Render the entries from the start through the line holding "0,0 -> 1000,83", inclusive, as a numbered list without blank lines, and leave the pictures out of the answer.
■ ■ ■ ■ ■
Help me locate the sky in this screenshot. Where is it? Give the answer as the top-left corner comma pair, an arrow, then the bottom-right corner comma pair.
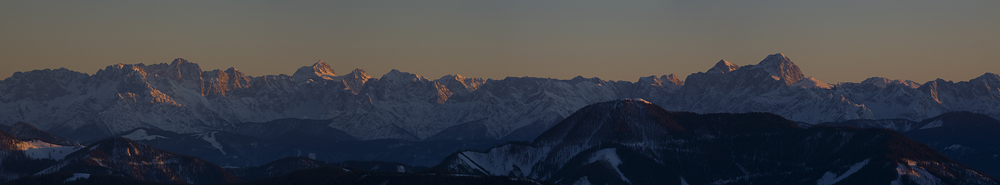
0,0 -> 1000,83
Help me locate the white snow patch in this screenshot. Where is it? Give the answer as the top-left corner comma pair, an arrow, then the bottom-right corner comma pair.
891,160 -> 941,185
816,159 -> 871,185
24,146 -> 83,161
944,144 -> 966,150
573,176 -> 590,185
63,173 -> 90,182
587,148 -> 632,184
201,132 -> 226,155
920,119 -> 944,129
122,129 -> 169,141
14,140 -> 62,150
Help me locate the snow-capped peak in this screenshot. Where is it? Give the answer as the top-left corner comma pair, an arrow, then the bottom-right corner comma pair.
706,60 -> 740,73
744,53 -> 806,85
170,58 -> 191,66
792,76 -> 833,89
379,69 -> 427,82
292,60 -> 337,81
861,77 -> 920,89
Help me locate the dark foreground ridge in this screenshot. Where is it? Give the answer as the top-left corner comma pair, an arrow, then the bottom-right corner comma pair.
434,99 -> 997,184
0,99 -> 998,184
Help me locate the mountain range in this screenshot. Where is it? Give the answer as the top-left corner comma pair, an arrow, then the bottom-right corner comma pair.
■ ■ ■ ■ ■
**Solution for this problem**
1. Help me locate the sky in this screenshot. Where is it? Give the answer as the top-left corner comma pair, an arrow, then the bottom-right corner comma pair.
2. 0,0 -> 1000,83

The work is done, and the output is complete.